• Part of a data file:
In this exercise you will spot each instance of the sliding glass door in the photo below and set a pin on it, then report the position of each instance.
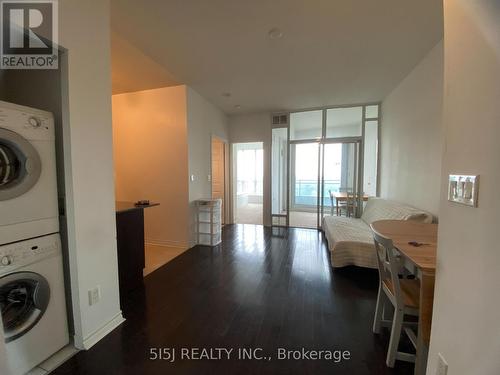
(340, 179)
(305, 184)
(331, 156)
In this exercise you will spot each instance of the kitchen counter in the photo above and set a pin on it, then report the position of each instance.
(121, 206)
(130, 246)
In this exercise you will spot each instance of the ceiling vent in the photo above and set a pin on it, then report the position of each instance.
(280, 119)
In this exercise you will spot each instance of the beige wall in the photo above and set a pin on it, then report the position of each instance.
(161, 138)
(204, 120)
(88, 155)
(411, 136)
(466, 328)
(150, 152)
(256, 128)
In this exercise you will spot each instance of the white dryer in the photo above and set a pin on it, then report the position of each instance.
(32, 301)
(28, 180)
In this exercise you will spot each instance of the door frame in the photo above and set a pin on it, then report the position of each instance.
(226, 214)
(233, 178)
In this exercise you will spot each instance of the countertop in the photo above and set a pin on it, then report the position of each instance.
(131, 206)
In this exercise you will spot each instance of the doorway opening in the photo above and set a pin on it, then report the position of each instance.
(248, 186)
(219, 156)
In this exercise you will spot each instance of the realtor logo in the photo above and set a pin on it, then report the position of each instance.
(28, 34)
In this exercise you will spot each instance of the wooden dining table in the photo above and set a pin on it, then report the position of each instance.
(423, 259)
(342, 197)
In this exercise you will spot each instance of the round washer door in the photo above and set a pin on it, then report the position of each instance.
(20, 165)
(24, 297)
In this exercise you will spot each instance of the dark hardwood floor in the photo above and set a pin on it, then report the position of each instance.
(261, 288)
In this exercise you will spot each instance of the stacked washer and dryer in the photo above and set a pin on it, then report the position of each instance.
(32, 296)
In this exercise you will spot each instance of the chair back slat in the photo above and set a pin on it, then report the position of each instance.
(389, 264)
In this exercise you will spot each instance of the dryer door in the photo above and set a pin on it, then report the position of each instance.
(20, 165)
(24, 297)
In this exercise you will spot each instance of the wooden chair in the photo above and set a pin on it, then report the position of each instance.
(403, 294)
(349, 206)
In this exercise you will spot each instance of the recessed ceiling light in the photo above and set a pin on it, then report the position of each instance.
(275, 33)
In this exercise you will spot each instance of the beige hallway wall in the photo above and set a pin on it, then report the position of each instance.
(411, 136)
(204, 120)
(151, 159)
(465, 327)
(256, 127)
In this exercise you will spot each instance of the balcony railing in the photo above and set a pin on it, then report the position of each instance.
(306, 192)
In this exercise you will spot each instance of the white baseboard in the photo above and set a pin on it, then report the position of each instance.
(57, 359)
(95, 337)
(166, 243)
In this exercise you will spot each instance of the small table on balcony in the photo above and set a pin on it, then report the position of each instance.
(342, 197)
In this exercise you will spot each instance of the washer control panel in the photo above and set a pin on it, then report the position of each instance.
(19, 254)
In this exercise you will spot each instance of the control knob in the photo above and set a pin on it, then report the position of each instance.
(6, 260)
(34, 122)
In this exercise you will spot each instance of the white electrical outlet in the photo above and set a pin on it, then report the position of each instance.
(442, 367)
(94, 295)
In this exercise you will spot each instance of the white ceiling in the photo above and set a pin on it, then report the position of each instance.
(332, 51)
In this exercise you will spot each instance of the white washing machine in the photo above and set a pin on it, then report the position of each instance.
(28, 179)
(32, 301)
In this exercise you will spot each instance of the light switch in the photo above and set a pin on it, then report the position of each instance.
(442, 367)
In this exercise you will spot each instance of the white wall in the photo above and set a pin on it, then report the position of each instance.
(256, 128)
(204, 120)
(411, 136)
(466, 327)
(89, 167)
(151, 159)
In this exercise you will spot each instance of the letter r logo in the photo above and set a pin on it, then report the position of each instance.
(27, 27)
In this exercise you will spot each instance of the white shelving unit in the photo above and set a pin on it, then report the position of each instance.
(208, 222)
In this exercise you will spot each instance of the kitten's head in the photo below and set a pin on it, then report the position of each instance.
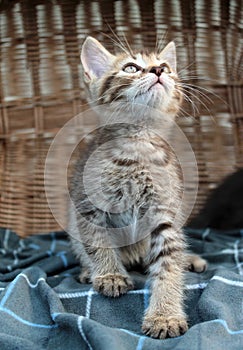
(143, 78)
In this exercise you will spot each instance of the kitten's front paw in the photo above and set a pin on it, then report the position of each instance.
(85, 275)
(112, 285)
(196, 264)
(163, 327)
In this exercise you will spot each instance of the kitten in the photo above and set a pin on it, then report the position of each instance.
(155, 185)
(224, 207)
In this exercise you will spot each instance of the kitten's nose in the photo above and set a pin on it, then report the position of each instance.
(156, 70)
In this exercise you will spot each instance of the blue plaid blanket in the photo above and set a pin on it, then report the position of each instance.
(43, 306)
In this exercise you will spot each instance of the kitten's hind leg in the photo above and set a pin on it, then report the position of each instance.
(84, 260)
(195, 263)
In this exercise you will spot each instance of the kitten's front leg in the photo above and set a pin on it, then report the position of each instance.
(165, 316)
(109, 276)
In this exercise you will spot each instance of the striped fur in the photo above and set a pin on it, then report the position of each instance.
(140, 175)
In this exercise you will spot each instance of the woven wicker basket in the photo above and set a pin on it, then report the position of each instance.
(41, 87)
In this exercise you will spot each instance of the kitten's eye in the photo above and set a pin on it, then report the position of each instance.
(131, 68)
(165, 68)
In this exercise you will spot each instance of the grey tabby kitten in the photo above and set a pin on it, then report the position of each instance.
(141, 170)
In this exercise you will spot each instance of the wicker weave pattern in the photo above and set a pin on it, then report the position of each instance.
(41, 87)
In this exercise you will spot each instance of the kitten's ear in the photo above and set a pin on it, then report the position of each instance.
(168, 54)
(95, 59)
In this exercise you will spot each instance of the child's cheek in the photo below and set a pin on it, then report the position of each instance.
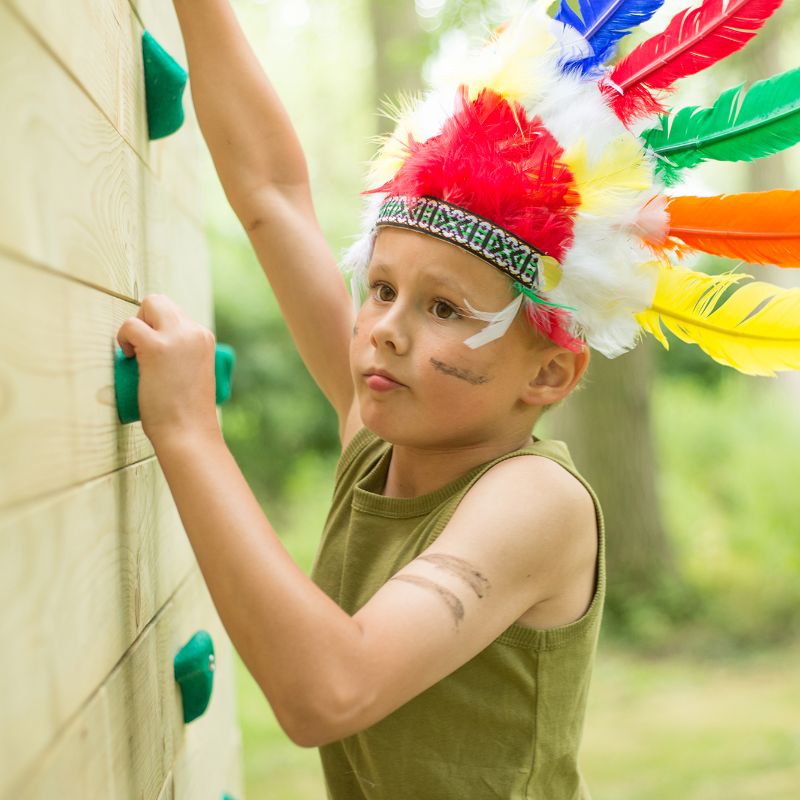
(472, 372)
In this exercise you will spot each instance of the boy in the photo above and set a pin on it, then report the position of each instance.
(443, 646)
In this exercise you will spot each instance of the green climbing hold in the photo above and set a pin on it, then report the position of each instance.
(194, 672)
(164, 81)
(126, 381)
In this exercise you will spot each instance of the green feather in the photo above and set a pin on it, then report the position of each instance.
(740, 126)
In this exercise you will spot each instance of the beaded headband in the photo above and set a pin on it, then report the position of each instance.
(539, 155)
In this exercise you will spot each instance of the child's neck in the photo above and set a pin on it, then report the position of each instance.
(414, 472)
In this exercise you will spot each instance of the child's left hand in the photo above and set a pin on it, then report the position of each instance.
(176, 369)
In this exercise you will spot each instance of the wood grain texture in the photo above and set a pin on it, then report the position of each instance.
(82, 573)
(98, 47)
(58, 417)
(124, 741)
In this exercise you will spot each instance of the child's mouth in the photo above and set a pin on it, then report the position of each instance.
(382, 383)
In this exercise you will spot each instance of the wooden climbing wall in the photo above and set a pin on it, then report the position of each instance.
(99, 587)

• INSTRUCTIONS TO FOLLOW: Write out each entry exactly as given, omitting any picture.

• RESULT OF THE EXERCISE:
In this exercise you will spot each instance of the sliding glass door in the photo below and set a pin on it, then report the position of each instance.
(340, 179)
(305, 184)
(331, 156)
In this exercise you will spot each instance of the kitchen counter in the photo above and set a pin on it, then report the position of each instance.
(121, 206)
(130, 246)
In this exercise you will spot each instance of the ceiling vent in the photo above and set a pin on it, then report the position of each instance.
(280, 119)
In this exercise you will spot each instance of the beige wall in the photo above and set a pin on it, then report the position of each instance.
(161, 138)
(204, 120)
(88, 155)
(411, 136)
(466, 328)
(150, 152)
(256, 128)
In this exercise you will spot each instance of the white dryer in the photo above and set a pin on it, then report the position of each instance.
(32, 301)
(28, 180)
In this exercise you will spot each instance of the door frame in the photo above and set a pin on it, then report the position of each instance.
(226, 214)
(233, 178)
In this exercise you will spot each instance of the countertop in the photo above and set a pin on it, then report the position of each instance.
(131, 206)
In this exercise you will spot each instance of the doorway opening in the photo above and set a pin on it, then report the position of each instance.
(248, 186)
(219, 156)
In this exercise you will spot each instance of the realtor logo in the photo above and set a pin on it, then report the position of each instance.
(28, 34)
In this exercise you will spot each instance of the wooden dining table in the photo above and set a pin on it, then report the position of each instance.
(423, 259)
(342, 197)
In this exercise you will spot each instance of the round washer door in the photo above and set a pin on it, then report the position of each instance.
(20, 165)
(24, 297)
In this exercise you will spot each instance of the dark hardwood floor in the photo above and set a pin on it, then report the position of each instance.
(261, 288)
In this exercise you will spot each instance of the stacked washer and dryer in the photo above and set a pin on it, then report the position of each instance.
(32, 296)
In this exercise you will spot each instance of the chair back slat in the photo above and set a pin on it, then report the position of each instance.
(389, 264)
In this exercise you will spot each instance of the dryer door in the photo above and set a pin on it, then report the position of each instance.
(20, 165)
(24, 297)
In this exercise you will spot each instance of the wooden chair in the photo above and set a pin on it, then report the position of each instance.
(403, 294)
(349, 206)
In this exercise you will spot each instance of the recessed ceiling light in the photo above and set a pin on it, then report the position of each instance.
(275, 33)
In this exercise you will spot each instance of the beige hallway wall in the photo above and set a pin on it, then report the position of each instance.
(411, 136)
(204, 120)
(151, 159)
(465, 327)
(256, 127)
In this exercise you will spot each instance of the balcony railing in the photo above and set a pin on it, then report the position of each instance.
(306, 192)
In this exercise you will spot each instance of the white baseboard in the photo above and set a pin on it, then report the position of each instance.
(57, 359)
(95, 337)
(166, 243)
In this exercise you will spot each instance of the small table on balcony in the photo above and set a pin on it, then report the position of each instance.
(342, 197)
In this exercise you will spot each instance of the washer control panel in the photo above and set a pin on it, then report the position of each instance.
(19, 254)
In this exercise you will spot each instance of the control knob in the photo above and set a pin on it, then report the position of each instance.
(6, 260)
(34, 122)
In this exercise you will spot each instance of the white electrical outlet in the photo above and set a pin on it, then report the position of each instance.
(442, 367)
(94, 295)
In this exercise you will spot each instance of the white ceiling in the photo above and set a pin on it, then report the position of each instance.
(332, 51)
In this exercise you will spot each instance of the white washing machine in the photo above and set a pin on it, then report the position of each instance.
(28, 179)
(32, 301)
In this exercise you will spot each instance of the light switch in the photo above and set a pin on it, then report the position of each instance.
(442, 367)
In this exercise you will spot each instance of the white wall in the photo above and set a pin on it, then report the position of each instance.
(256, 128)
(204, 120)
(411, 136)
(466, 327)
(89, 167)
(151, 159)
In this exercise you will spot each instance of the letter r logo in the photo above and set a pin on it, then report the position of each instance.
(27, 27)
In this exercise you will spot each instance of the white shelving unit in the photo above and set a pin on it, then report the position of each instance.
(208, 222)
In this exercise you will spot each instance of the kitten's head in the photo below and set a pin on it, then report the position of each instance.
(143, 78)
In this exercise you will spot each instance of the kitten's front paw in the photo above and set a pin on it, then report the position of each instance.
(85, 275)
(112, 285)
(196, 264)
(163, 327)
In this exercise you will spot each instance of the kitten in the photo above and set a pin on it, then report the position of each instance.
(155, 185)
(224, 207)
In this exercise you will spot each instance of the kitten's nose in the photo above and set a pin on it, then report the position of each instance.
(156, 70)
In this exercise you will spot each instance of the blue plaid blanket in the photo above and set a pin on it, then report the position of each instance.
(43, 306)
In this exercise you will spot each instance of the kitten's hind leg in the photo above and set a pin on it, then report the position of each instance.
(84, 260)
(195, 263)
In this exercise you will spot each instance of the kitten's front leg in the photo above and set a pin on it, then report the position of each instance.
(165, 316)
(109, 276)
In this exercise you will spot each instance of the striped fur in the photo above and set a pin on it, then report the position of each instance.
(140, 175)
In this exercise you will spot each instance of the woven wicker basket in the photo above and set a pin on it, then report the position of each instance.
(41, 87)
In this exercise you will spot each instance of the kitten's eye in the photo above and set a pin on it, then report the position of each instance.
(131, 68)
(165, 68)
In this exercise you will spot each instance of the grey tabby kitten in the photo above and set a pin on it, then report the position of each instance.
(141, 170)
In this exercise you will spot each instance of the wicker weave pattern in the photo above and set a pin on it, then report the position of each instance.
(41, 87)
In this exercise you will spot each instance of the kitten's ear in the photo above and set a pin on it, then report the position of each instance.
(168, 54)
(95, 59)
In this exercise you will spot each instance of the child's cheek in the photo below and set a pin on it, then report the position of each instance.
(472, 372)
In this exercise you will spot each instance of the boy in the photo above and set a pin on it, then report the position of each instance.
(443, 646)
In this exercise you will spot each instance of the green climbing hold in the photo above and set a pin on it, then report the position of each instance.
(194, 672)
(164, 81)
(126, 381)
In this exercise you will spot each instance of the green feather in the photo above and set a pin on it, then report the position of each instance.
(740, 126)
In this exercise you will spot each instance of the beaded headband in the photo above and set a pin on it, then report the position of each instance.
(539, 155)
In this exercise you will spot each instance of the child's neck in the photo above and set a pin on it, then report the position of each instance.
(414, 472)
In this exercise you will spot each instance of the child's left hand in the photo above and set a pin on it, then report the position of each instance.
(176, 369)
In this exercise you will spot each instance of the wood grain texture in the photo above and set a pin on it, then report the position of each instance.
(82, 573)
(98, 47)
(58, 417)
(124, 741)
In this exercise you will spot each instance of the child's mouth in the photo above and set a pin on it, then report the position of each instance.
(382, 383)
In this exercise you will spot each instance of the wooden climbing wall in the photo above and set a pin on it, then report the position of each instance.
(99, 587)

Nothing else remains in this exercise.